# [Instruções da tarefa]
Conte as linhas abaixo que contêm a palavra "window", levando em conta maiúsculas e minúsculas. Responda apenas com o número.
++++ Material de entrada ++++
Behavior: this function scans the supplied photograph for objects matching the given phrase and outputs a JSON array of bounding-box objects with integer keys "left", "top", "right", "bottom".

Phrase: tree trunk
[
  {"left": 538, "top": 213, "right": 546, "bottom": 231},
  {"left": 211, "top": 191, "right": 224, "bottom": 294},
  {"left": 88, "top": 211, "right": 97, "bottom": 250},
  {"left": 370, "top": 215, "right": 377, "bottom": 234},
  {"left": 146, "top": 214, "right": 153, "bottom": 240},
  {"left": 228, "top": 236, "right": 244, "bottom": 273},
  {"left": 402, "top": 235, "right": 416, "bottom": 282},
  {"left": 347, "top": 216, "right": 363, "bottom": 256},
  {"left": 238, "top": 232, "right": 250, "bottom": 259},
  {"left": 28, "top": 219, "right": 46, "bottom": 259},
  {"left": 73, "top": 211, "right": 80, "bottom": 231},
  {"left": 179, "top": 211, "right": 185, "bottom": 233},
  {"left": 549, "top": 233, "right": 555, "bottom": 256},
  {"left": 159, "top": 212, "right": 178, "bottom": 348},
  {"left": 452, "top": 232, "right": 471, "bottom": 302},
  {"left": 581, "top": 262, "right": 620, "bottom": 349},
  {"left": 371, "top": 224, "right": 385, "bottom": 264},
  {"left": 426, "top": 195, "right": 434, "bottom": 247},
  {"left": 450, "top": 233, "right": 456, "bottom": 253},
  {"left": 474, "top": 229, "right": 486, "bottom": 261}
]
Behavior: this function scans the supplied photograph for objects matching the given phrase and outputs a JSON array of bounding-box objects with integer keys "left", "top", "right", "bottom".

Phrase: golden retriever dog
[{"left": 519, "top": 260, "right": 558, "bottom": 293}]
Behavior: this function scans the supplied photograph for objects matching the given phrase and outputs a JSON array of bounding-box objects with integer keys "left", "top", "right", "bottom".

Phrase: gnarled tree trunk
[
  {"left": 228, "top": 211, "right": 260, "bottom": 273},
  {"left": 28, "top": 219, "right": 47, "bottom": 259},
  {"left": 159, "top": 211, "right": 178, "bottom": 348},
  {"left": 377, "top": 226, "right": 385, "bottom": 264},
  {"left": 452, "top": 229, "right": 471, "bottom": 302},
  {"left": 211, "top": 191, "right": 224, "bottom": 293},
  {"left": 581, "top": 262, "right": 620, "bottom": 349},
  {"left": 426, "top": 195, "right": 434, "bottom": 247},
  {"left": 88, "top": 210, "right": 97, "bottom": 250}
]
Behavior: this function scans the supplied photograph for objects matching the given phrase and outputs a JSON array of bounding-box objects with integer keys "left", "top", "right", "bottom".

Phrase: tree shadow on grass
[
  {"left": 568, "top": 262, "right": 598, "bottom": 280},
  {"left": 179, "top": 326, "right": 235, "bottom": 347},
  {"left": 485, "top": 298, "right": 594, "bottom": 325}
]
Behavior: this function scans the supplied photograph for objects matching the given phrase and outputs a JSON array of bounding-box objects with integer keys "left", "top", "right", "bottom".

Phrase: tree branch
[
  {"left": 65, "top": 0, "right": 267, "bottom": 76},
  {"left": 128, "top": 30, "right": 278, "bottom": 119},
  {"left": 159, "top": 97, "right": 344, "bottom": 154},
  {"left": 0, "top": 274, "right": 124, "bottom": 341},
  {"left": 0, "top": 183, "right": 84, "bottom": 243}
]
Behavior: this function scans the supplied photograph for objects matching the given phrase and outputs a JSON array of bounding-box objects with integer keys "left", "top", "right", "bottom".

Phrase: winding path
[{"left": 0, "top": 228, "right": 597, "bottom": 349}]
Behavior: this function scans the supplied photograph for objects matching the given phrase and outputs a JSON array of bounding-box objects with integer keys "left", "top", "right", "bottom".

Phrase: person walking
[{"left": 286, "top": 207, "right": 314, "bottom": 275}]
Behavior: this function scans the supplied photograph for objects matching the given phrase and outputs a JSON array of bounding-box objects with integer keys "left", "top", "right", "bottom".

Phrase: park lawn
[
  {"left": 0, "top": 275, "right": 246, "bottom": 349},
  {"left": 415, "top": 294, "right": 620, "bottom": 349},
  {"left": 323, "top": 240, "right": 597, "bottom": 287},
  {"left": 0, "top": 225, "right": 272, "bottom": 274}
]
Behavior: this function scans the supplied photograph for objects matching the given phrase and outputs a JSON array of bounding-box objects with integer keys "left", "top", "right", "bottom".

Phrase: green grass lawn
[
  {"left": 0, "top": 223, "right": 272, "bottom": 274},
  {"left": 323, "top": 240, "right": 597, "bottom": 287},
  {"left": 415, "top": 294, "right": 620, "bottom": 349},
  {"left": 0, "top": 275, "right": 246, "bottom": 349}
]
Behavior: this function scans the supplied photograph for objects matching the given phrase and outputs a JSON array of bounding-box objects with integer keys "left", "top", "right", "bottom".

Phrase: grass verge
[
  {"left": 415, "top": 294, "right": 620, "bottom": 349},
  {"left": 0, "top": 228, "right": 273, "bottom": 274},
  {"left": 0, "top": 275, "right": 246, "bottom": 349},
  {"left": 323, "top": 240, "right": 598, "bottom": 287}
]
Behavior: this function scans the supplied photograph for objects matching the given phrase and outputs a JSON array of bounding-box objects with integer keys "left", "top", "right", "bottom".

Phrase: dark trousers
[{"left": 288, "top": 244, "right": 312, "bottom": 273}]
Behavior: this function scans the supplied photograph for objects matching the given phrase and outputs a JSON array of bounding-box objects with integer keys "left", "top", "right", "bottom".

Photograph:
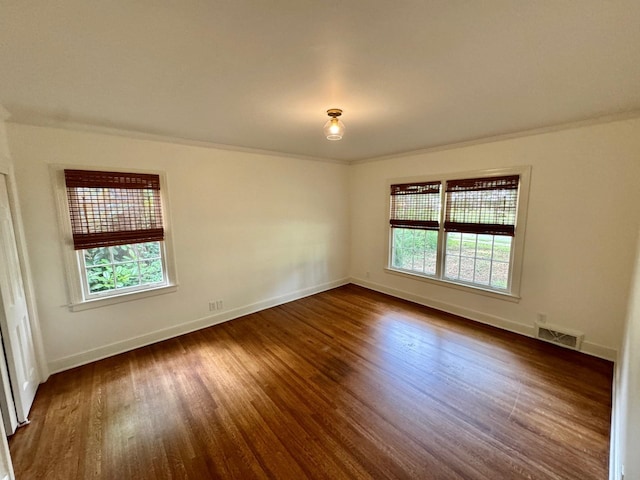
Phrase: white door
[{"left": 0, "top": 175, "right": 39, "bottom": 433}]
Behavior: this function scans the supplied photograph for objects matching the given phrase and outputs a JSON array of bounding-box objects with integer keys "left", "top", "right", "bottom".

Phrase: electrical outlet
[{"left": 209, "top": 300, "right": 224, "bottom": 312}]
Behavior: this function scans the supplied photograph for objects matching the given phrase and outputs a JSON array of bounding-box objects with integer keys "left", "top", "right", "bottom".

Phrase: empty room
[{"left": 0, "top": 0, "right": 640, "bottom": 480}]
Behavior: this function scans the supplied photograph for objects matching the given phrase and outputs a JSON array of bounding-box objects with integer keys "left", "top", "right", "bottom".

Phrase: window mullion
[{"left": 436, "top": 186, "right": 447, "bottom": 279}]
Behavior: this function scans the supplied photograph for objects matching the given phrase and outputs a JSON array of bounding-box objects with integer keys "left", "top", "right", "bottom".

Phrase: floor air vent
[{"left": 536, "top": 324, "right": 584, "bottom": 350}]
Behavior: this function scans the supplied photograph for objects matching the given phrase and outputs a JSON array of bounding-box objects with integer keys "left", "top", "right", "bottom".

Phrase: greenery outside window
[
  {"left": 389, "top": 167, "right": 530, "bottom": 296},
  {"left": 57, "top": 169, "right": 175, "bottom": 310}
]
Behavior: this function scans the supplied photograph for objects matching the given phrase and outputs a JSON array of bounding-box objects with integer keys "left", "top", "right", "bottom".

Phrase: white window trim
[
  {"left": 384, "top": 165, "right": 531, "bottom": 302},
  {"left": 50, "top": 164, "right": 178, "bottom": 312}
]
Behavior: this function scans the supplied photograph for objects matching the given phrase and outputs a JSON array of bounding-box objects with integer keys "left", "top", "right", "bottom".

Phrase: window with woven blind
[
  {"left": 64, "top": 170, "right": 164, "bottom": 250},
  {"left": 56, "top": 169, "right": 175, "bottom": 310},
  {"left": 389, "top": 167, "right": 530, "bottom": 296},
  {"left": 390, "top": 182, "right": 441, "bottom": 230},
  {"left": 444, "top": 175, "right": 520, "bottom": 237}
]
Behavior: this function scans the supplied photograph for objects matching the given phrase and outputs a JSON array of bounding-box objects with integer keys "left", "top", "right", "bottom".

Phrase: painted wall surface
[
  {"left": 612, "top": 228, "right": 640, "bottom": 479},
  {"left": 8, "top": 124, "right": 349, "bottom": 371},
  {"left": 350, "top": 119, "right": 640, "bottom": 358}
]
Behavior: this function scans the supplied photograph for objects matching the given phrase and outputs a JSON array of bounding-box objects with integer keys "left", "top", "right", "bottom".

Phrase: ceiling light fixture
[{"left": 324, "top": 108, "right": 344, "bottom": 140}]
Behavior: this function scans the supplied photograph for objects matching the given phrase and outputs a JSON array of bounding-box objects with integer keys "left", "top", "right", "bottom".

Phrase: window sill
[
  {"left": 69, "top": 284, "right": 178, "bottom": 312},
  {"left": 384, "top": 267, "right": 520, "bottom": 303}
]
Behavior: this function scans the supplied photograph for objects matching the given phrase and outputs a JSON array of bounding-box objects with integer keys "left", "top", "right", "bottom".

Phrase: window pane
++++
# [Resposta escrita]
6